QUELLENAUSZUG:
..........
Ich bereite mich darauf vor, Hebräer an zwei verschiedenen Orten zu unterrichten. Als Teil meiner Vorbereitung wollte ich das Buch auf Griechisch lesen. Das stellte sich als harter Brocken heraus. Ich hatte das Buch schon einmal auf Griechisch gelesen, also hätte ich es wissen müssen, aber vielleicht habe ich die Erinnerung verdrängt!
Diesen Brief gibt es in Englisch auch als VIDEO PODCAST und als AUDIO PODCAST
Die Sprache
Es handelt sich von der Sprache her wohl um den schwierigsten Text im gesamten Neuen Testament: ausgefeilt, kultiviert, elegant, anspruchsvoll. Die Gelehrten sind sich einig, dass der Hebräerbrief im auserlesensten Griechisch des NT geschrieben ist (so Witherington 2007: 39).
Betrachten wir die Wortstatistik für Hebräer (ebd.):
- 4942 Wörter insgesamt
- 1038 unterschiedliche Wörter
- 169 davon kommen nur einmal im NT vor (sog. hapax legomena)
- 90 werden nur in einem weiteren Buch des NT verwendet
- 10 kommen in der griechischen Literatur vor dem Hebräerbrief nicht vor
Wir kennen den Namen des Verfassers nicht, aber sein Wortschatz war erstaunlich groß!
[Ich möchte nicht viel über die Frage der Autorschaft sagen. Nach dem heutigen Stand der Forschung war es nicht Paulus; Paulus schreibt anders, und Hebräer 2,3 trifft nicht auf ihn zu. Ansonsten können wir nur Vermutungen anstellen: Apollos, Barnabas, Lukas, Aquila, … Apollos ist interessant; er war ein Jude aus Alexandrien und wird als „ein beredter Mann und gelehrt in der Schrift“ beschrieben (Apg. 18,24). Aber wir wissen nicht, wie redegewandt andere im NT erwähnte Personen waren, ganz zu schweigen von den vielen, deren Namen es nicht ins NT geschafft haben. Wir wissen nicht, wer den Hebräerbrief geschrieben hat.]
Die reiche Sprache, die verwendet wird, zeigt sich nicht nur in der obengenannten Statistik der Wortwahl. Ich habe eine Liste mit allen Warnungen oder Gefahren im Buch erstellt. Es gibt eine Reihe von Begriffen, die von relativ mild bis schwerwiegend reichen. Am milden Ende des Spektrums stehen Worte wie vorbeitreiben (Heb. 2,1), nicht achten (Heb. 2,3), harthörig (Heb. 5,11), träge (Heb. 6,12) und matt werden (Heb. 12,3). Auf der harten Seite warnt der Autor davor, ein böses, ungläubiges Herz zu haben (Heb. 3,12), mutwillig zu sündigen (Heb. 10,26), und Gott abzuweisen (Heb. 12,25). Dreimal warnt er vor einem Fall (Heb. 3,12, 4,11, 6,6), verwendet dabei allerdings drei verschiedene griechische Verben.
..........
BEREITGESTELLTES MATERIAL:
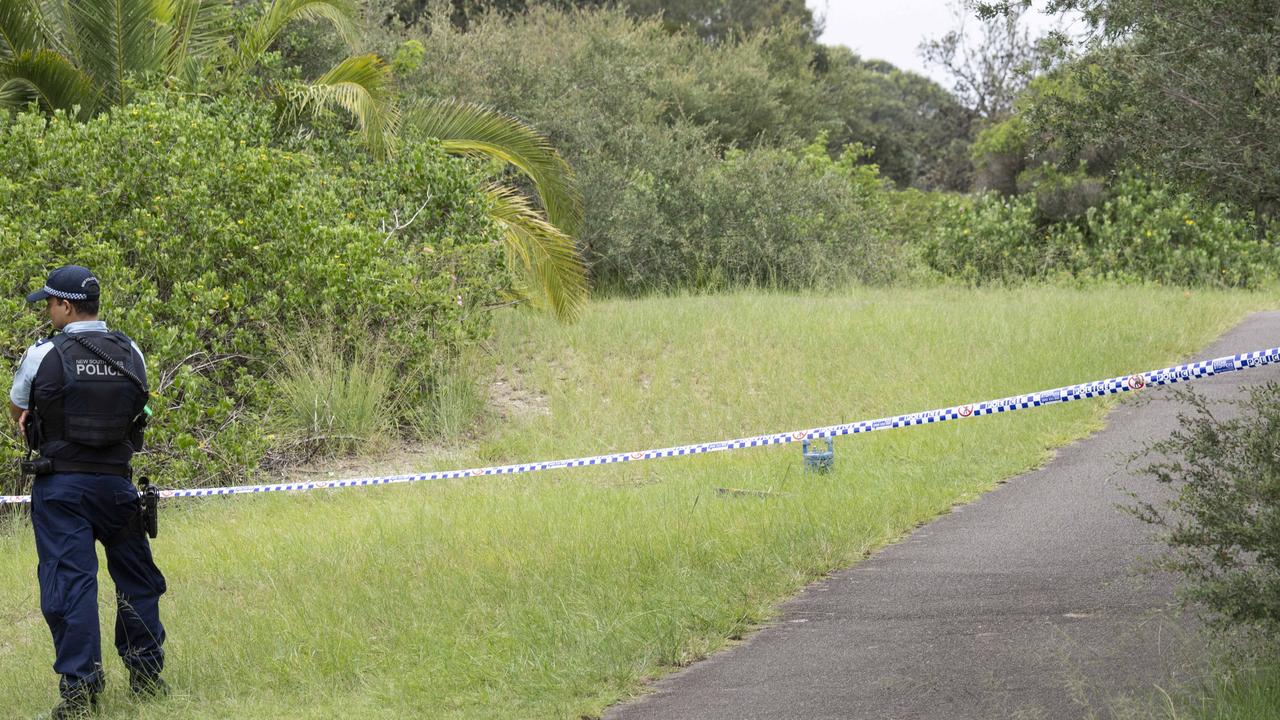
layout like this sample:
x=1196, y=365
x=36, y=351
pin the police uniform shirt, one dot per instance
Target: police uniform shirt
x=21, y=391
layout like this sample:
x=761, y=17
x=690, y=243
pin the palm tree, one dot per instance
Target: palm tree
x=86, y=55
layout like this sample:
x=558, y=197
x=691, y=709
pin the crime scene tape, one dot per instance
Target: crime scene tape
x=1097, y=388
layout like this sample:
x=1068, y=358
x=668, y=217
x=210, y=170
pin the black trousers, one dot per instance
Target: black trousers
x=69, y=511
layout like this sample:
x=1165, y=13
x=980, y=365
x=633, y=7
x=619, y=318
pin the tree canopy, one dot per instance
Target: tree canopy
x=1192, y=87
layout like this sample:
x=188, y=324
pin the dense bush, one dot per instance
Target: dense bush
x=689, y=154
x=1224, y=525
x=214, y=238
x=1143, y=231
x=763, y=217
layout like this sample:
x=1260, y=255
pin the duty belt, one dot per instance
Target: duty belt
x=71, y=466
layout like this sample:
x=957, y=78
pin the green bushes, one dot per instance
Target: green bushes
x=689, y=153
x=1142, y=232
x=769, y=218
x=1224, y=525
x=213, y=236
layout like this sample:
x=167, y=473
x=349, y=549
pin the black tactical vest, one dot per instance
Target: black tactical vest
x=86, y=410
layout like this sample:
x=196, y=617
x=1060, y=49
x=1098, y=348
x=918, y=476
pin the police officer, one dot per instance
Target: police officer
x=80, y=400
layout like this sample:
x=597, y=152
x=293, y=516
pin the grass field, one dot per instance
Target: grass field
x=556, y=595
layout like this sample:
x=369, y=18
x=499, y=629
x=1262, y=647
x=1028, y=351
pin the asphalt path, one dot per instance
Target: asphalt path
x=1033, y=602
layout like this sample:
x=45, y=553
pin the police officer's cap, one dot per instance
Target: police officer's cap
x=69, y=282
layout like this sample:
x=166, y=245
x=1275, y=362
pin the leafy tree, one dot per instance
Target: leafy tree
x=988, y=68
x=709, y=19
x=1189, y=86
x=87, y=55
x=918, y=132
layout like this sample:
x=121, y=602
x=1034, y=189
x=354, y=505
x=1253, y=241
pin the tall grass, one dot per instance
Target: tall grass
x=556, y=595
x=332, y=400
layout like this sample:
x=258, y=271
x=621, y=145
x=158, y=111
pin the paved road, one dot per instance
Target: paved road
x=1027, y=604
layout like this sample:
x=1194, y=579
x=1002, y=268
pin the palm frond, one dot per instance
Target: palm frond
x=362, y=86
x=548, y=268
x=339, y=13
x=117, y=37
x=46, y=78
x=475, y=130
x=19, y=28
x=199, y=30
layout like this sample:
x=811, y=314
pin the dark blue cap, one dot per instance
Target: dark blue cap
x=69, y=282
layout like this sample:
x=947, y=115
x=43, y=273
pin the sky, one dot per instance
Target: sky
x=892, y=30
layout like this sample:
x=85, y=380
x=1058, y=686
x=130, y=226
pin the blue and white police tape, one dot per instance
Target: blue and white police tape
x=1097, y=388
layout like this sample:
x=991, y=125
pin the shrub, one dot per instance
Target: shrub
x=330, y=400
x=1142, y=232
x=211, y=233
x=688, y=153
x=1224, y=525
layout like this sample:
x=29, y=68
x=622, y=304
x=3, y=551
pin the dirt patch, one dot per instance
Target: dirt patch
x=511, y=399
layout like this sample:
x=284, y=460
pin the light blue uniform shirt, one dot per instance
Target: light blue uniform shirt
x=21, y=391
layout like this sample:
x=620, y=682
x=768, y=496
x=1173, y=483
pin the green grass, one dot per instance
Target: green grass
x=1249, y=695
x=1242, y=683
x=554, y=595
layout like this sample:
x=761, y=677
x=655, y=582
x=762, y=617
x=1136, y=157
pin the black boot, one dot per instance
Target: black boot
x=74, y=706
x=147, y=686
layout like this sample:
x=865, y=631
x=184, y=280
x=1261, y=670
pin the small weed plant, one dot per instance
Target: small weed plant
x=336, y=401
x=1224, y=524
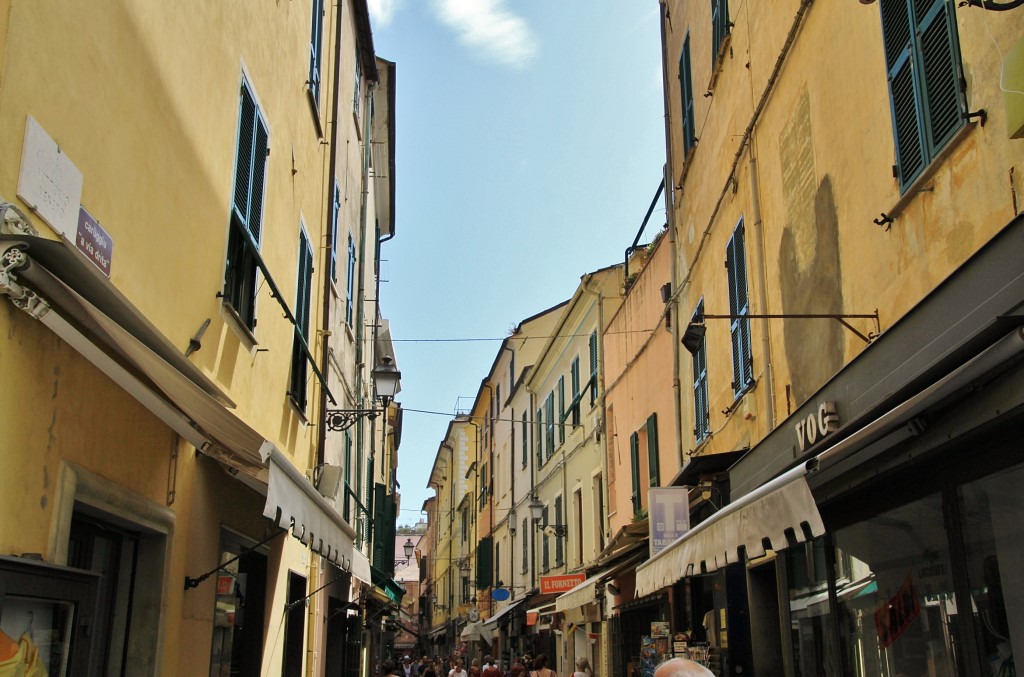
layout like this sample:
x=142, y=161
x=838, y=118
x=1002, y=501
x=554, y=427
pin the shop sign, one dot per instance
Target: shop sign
x=49, y=182
x=896, y=615
x=670, y=515
x=92, y=241
x=559, y=584
x=817, y=425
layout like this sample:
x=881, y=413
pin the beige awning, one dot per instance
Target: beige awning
x=784, y=505
x=293, y=502
x=140, y=361
x=586, y=592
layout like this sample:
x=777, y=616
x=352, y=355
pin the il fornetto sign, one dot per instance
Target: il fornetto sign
x=817, y=425
x=559, y=584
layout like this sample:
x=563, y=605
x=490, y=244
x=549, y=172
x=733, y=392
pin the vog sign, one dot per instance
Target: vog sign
x=817, y=425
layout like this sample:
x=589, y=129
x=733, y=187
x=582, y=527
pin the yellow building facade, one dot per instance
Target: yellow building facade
x=851, y=367
x=172, y=265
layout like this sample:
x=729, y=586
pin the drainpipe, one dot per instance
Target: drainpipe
x=603, y=443
x=315, y=608
x=670, y=215
x=762, y=288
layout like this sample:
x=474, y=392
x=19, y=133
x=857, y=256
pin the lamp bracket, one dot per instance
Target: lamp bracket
x=343, y=419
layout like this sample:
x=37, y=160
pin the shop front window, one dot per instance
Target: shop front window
x=992, y=510
x=896, y=606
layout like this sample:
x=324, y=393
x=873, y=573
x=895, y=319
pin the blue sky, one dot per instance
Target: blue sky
x=529, y=143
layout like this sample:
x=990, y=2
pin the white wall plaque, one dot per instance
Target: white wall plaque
x=49, y=182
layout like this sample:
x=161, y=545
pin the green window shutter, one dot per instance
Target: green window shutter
x=924, y=70
x=593, y=369
x=559, y=541
x=525, y=439
x=335, y=213
x=735, y=263
x=635, y=470
x=315, y=49
x=701, y=415
x=652, y=462
x=539, y=446
x=720, y=27
x=686, y=92
x=561, y=410
x=484, y=562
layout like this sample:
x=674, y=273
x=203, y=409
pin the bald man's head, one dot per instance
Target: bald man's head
x=682, y=668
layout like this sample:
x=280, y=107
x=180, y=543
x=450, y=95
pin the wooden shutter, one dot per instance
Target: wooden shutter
x=652, y=463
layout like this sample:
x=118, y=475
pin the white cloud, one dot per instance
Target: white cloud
x=487, y=27
x=382, y=11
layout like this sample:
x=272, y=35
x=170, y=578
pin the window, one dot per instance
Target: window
x=549, y=425
x=525, y=546
x=701, y=411
x=350, y=283
x=652, y=464
x=247, y=210
x=539, y=445
x=315, y=48
x=559, y=541
x=358, y=83
x=561, y=410
x=720, y=27
x=335, y=212
x=735, y=263
x=923, y=65
x=635, y=471
x=545, y=553
x=525, y=438
x=686, y=89
x=574, y=384
x=300, y=339
x=593, y=368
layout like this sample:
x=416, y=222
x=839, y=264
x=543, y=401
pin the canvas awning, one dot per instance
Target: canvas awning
x=494, y=620
x=768, y=514
x=587, y=591
x=293, y=502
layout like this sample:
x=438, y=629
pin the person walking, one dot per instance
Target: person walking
x=541, y=668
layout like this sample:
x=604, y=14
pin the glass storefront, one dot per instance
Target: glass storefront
x=928, y=588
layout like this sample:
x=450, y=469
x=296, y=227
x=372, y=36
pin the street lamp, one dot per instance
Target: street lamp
x=386, y=378
x=537, y=514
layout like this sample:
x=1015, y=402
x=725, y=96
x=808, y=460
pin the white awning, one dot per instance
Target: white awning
x=782, y=505
x=586, y=592
x=493, y=621
x=171, y=387
x=293, y=502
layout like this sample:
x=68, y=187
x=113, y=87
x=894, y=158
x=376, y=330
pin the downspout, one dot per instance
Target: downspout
x=603, y=442
x=762, y=285
x=315, y=609
x=670, y=215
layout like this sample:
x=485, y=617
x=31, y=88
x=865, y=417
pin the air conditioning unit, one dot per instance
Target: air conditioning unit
x=327, y=479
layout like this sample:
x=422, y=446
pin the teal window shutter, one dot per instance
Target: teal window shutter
x=720, y=27
x=247, y=209
x=701, y=411
x=735, y=263
x=924, y=69
x=686, y=91
x=635, y=470
x=315, y=50
x=561, y=410
x=297, y=381
x=593, y=368
x=652, y=462
x=484, y=562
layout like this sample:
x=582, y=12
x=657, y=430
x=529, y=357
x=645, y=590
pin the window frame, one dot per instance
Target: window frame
x=739, y=307
x=915, y=87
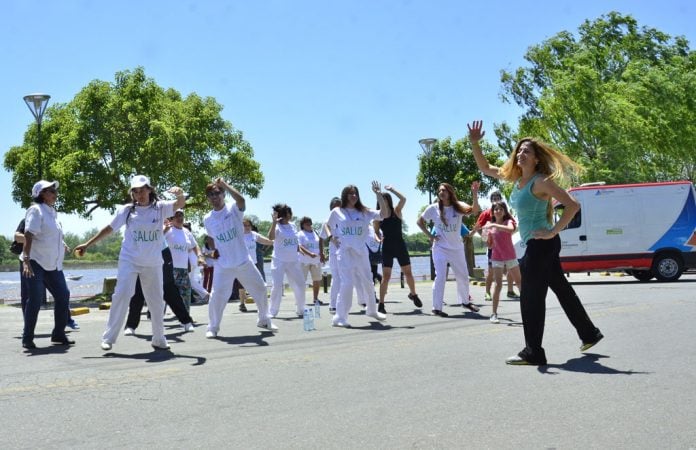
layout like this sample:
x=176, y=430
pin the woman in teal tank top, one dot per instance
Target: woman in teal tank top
x=533, y=168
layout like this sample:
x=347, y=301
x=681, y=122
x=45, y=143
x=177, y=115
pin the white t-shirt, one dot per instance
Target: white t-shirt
x=250, y=241
x=142, y=241
x=47, y=244
x=226, y=228
x=350, y=226
x=450, y=233
x=180, y=241
x=310, y=241
x=285, y=243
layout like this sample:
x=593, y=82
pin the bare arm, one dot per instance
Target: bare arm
x=476, y=133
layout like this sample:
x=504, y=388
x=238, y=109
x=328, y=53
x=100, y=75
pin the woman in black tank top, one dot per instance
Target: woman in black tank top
x=393, y=246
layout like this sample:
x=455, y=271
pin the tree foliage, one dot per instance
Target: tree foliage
x=617, y=98
x=113, y=130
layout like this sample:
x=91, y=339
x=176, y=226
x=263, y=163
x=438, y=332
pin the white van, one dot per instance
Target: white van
x=647, y=229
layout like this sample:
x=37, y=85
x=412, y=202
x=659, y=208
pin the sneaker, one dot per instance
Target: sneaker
x=161, y=346
x=268, y=325
x=377, y=315
x=416, y=300
x=471, y=307
x=588, y=345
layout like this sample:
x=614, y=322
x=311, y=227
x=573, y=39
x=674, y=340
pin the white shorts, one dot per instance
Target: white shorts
x=509, y=264
x=314, y=270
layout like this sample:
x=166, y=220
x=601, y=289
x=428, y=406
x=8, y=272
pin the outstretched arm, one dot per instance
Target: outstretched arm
x=476, y=133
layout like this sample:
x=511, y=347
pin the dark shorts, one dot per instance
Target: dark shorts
x=401, y=256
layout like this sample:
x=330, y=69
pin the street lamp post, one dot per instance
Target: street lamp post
x=427, y=146
x=37, y=105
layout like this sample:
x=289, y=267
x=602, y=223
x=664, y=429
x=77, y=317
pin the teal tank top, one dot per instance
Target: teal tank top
x=531, y=211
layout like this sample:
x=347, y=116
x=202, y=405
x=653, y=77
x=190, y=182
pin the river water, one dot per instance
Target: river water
x=91, y=280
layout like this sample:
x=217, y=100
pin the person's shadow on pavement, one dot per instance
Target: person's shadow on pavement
x=587, y=363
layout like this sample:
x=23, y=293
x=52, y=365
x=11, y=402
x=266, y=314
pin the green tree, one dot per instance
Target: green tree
x=618, y=98
x=111, y=131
..........
SCHRIFTLICHE AUFGABEN:
(a) Schreiben Sie aus dem Text über die Sprache des Hebräerbriefs den Abschnitt wortgetreu ab, der bei den Worten „Ich bereite mich“ einsetzt und nach „die Erinnerung verdrängt!“ aufhört.
(b) Übertragen Sie den folgenden Satz aus dem Text über die Sprache des Hebräerbriefs ins Englische: „Wir kennen den Namen des Verfassers nicht, aber sein Wortschatz war erstaunlich groß!“
(c) Geben Sie den Inhalt des Textes über die Sprache des Hebräerbriefs in zwei Sätzen wieder.

LÖSUNGEN IM EINZELNEN:
(a)
Ich bereite mich darauf vor, Hebräer an zwei verschiedenen Orten zu unterrichten. Als Teil meiner Vorbereitung wollte ich das Buch auf Griechisch lesen. Das stellte sich als harter Brocken heraus. Ich hatte das Buch schon einmal auf Griechisch gelesen, also hätte ich es wissen müssen, aber vielleicht habe ich die Erinnerung verdrängt!

(b) We do not know the name of the author, but his vocabulary was astonishingly large!

(c) Der Hebräerbrief gilt sprachlich als wohl schwierigster Text des Neuen Testaments und ist im auserlesensten Griechisch des NT geschrieben, was sich etwa an 1038 unterschiedlichen Wörtern und 169 hapax legomena zeigt. Sein Verfasser ist unbekannt, nach heutigem Forschungsstand war es nicht Paulus, und die reiche Sprache zeigt sich auch in einer Reihe von Warnbegriffen, die von relativ mild bis schwerwiegend reichen.